>> Start

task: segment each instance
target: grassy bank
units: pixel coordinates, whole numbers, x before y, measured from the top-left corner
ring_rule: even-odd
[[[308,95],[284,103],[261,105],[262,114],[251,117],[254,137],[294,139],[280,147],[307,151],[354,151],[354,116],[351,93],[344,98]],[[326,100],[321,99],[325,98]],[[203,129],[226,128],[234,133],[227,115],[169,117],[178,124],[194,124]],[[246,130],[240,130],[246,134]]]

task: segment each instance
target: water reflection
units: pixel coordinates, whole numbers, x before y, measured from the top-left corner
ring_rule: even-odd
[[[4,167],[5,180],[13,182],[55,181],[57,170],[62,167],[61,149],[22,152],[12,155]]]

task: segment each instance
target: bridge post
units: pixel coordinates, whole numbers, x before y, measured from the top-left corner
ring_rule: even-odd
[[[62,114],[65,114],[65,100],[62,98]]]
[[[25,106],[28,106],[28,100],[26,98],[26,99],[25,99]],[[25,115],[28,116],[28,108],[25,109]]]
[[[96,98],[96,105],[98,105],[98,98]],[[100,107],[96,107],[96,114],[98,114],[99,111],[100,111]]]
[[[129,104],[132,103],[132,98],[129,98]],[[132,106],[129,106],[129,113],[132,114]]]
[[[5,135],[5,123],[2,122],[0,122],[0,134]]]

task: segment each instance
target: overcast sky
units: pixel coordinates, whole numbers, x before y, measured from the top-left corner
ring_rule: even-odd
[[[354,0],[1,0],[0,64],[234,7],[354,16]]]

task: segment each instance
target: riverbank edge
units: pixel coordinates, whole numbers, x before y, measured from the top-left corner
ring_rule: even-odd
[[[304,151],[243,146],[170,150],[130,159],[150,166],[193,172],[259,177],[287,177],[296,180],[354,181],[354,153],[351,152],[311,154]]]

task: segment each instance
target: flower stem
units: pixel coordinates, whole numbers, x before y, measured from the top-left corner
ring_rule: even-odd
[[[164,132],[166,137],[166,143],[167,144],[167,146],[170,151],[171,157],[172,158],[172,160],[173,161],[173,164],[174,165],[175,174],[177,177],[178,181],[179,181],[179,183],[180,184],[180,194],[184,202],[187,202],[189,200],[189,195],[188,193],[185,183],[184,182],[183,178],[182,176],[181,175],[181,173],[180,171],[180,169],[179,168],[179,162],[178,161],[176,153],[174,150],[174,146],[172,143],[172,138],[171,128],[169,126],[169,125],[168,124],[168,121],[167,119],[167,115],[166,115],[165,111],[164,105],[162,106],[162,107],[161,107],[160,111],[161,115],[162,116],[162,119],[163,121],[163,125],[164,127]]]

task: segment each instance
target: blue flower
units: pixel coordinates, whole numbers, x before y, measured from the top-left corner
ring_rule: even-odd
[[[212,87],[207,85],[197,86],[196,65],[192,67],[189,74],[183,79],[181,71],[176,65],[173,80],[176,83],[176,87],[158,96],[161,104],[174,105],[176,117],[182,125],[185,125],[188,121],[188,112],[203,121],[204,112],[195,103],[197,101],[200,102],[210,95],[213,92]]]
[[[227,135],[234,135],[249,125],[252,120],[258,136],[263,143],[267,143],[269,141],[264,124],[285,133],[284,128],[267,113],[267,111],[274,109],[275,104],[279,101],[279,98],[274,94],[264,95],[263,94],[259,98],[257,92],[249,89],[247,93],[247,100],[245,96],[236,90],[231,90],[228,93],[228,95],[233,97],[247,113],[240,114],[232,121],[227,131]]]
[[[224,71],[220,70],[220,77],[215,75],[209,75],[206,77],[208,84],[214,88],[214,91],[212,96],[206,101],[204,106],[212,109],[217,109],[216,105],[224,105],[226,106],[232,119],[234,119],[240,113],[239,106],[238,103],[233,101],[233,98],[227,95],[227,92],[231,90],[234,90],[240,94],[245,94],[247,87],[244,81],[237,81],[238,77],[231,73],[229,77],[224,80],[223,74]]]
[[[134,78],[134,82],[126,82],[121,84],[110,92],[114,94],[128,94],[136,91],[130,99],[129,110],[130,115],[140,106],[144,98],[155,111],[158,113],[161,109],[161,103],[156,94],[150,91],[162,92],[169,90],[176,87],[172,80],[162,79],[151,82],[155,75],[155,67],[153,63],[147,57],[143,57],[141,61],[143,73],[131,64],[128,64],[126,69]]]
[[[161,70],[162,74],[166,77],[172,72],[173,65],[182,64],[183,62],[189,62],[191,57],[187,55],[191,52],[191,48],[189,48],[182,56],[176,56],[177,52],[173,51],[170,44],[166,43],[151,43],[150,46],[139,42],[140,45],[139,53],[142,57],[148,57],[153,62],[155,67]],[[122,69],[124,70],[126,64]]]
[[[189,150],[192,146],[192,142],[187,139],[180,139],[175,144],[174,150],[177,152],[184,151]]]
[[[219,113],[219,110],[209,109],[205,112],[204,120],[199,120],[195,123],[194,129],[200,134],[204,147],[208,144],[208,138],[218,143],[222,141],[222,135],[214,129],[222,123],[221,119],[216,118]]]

>> End

§ Goal: All entries shown above should be printed again exactly.

§ Problem solution:
task: segment each instance
target: grassy bank
units: pixel coordinates, whole numbers, x before y, measured from the top-left corner
ring_rule: even-odd
[[[308,95],[284,103],[261,105],[262,114],[251,117],[254,137],[294,139],[280,147],[307,151],[354,151],[354,116],[351,93],[344,98]],[[326,100],[321,99],[325,98]],[[203,129],[226,128],[234,133],[227,115],[169,117],[178,124],[194,124]],[[246,130],[240,130],[246,134]]]

task: segment each instance
target: water reflection
units: pixel coordinates, whole numbers, x before y, measured from the top-left corner
ring_rule: even-odd
[[[4,167],[5,180],[13,182],[55,181],[57,170],[62,167],[61,149],[22,152],[12,155]]]

task: segment each instance
target: bridge post
units: pixel coordinates, whole numbers, x before y, measured from the top-left corner
ring_rule: even-odd
[[[62,114],[65,114],[65,100],[62,98]]]
[[[25,106],[28,106],[28,100],[26,98],[26,99],[25,99]],[[25,115],[28,116],[28,108],[25,109]]]
[[[96,98],[96,105],[98,105],[98,98]],[[100,107],[96,107],[96,114],[98,114],[99,111],[100,111]]]
[[[129,104],[132,103],[132,98],[129,98]],[[132,106],[129,106],[129,113],[132,114]]]
[[[5,135],[5,123],[2,122],[0,122],[0,134]]]

task: segment each instance
target: overcast sky
units: pixel coordinates, whole numbers, x before y, measured from the top-left corner
ring_rule: even-odd
[[[354,0],[1,0],[0,64],[234,7],[354,16]]]

task: segment each instance
target: riverbank edge
units: pixel coordinates, whole numbers, x before y, measured from the top-left corner
ring_rule: even-odd
[[[304,151],[243,146],[170,150],[130,159],[150,166],[193,172],[259,177],[287,177],[296,180],[354,181],[354,153],[351,152],[311,154]]]

task: segment each instance
target: flower stem
units: pixel coordinates, whole numbers, x before y, measured from the top-left corner
ring_rule: even-odd
[[[164,132],[166,137],[166,143],[167,144],[167,146],[170,151],[171,157],[172,158],[172,160],[173,161],[173,164],[174,165],[175,174],[177,177],[178,181],[179,181],[179,183],[180,184],[180,194],[184,202],[187,202],[189,200],[189,195],[188,193],[185,183],[184,182],[183,178],[182,176],[181,175],[181,173],[180,171],[180,169],[179,168],[179,162],[178,161],[176,153],[174,150],[174,146],[172,143],[172,138],[171,128],[169,126],[169,125],[168,124],[168,121],[167,119],[167,115],[166,115],[165,111],[164,105],[162,106],[162,107],[161,107],[160,111],[161,115],[162,116],[162,119],[163,121],[163,125],[164,127]]]

task: segment each instance
target: blue flower
units: pixel coordinates, whole numbers, x before y, measured from the top-left corner
ring_rule: even-odd
[[[212,87],[207,85],[197,86],[196,65],[192,67],[189,74],[183,79],[181,71],[176,65],[173,80],[176,83],[176,87],[158,96],[161,104],[174,105],[176,117],[182,125],[185,125],[188,121],[188,112],[203,121],[204,112],[195,103],[197,101],[200,102],[210,95],[213,92]]]
[[[227,135],[234,135],[249,125],[252,120],[258,136],[263,143],[267,143],[269,141],[264,124],[285,133],[284,128],[267,113],[267,111],[274,109],[275,104],[279,101],[279,98],[274,94],[264,95],[263,94],[259,98],[257,92],[249,89],[247,93],[247,100],[245,96],[236,90],[231,90],[228,93],[228,95],[233,97],[247,113],[240,114],[232,121],[227,131]]]
[[[224,71],[220,70],[220,77],[215,75],[209,75],[206,77],[208,84],[214,88],[214,91],[212,96],[206,101],[204,106],[212,109],[217,109],[216,105],[224,105],[226,106],[232,119],[234,119],[240,113],[239,106],[238,103],[233,101],[233,98],[227,95],[227,92],[231,90],[234,90],[240,94],[245,94],[247,87],[244,81],[237,81],[238,77],[231,73],[229,77],[224,80],[223,74]]]
[[[134,78],[134,82],[126,82],[121,84],[110,92],[114,94],[128,94],[136,91],[130,99],[129,110],[130,115],[140,106],[144,98],[155,111],[158,113],[161,109],[161,103],[156,94],[150,91],[162,92],[169,90],[176,87],[172,80],[162,79],[151,82],[155,75],[155,67],[153,63],[147,57],[143,57],[141,61],[143,73],[131,64],[128,64],[126,69]]]
[[[161,70],[162,74],[166,77],[172,72],[173,65],[182,64],[183,62],[189,62],[191,57],[187,55],[191,52],[191,48],[189,48],[182,56],[176,56],[177,52],[173,51],[170,44],[166,43],[151,43],[150,46],[139,42],[140,45],[139,53],[142,57],[148,57],[153,62],[155,67]],[[122,69],[124,70],[126,64]]]
[[[189,150],[192,146],[192,142],[187,139],[180,139],[175,144],[174,150],[177,152],[184,151]]]
[[[219,113],[219,110],[209,109],[205,112],[204,120],[199,120],[195,123],[194,129],[200,134],[204,147],[208,144],[208,138],[218,143],[222,141],[222,135],[214,129],[222,123],[221,119],[216,118]]]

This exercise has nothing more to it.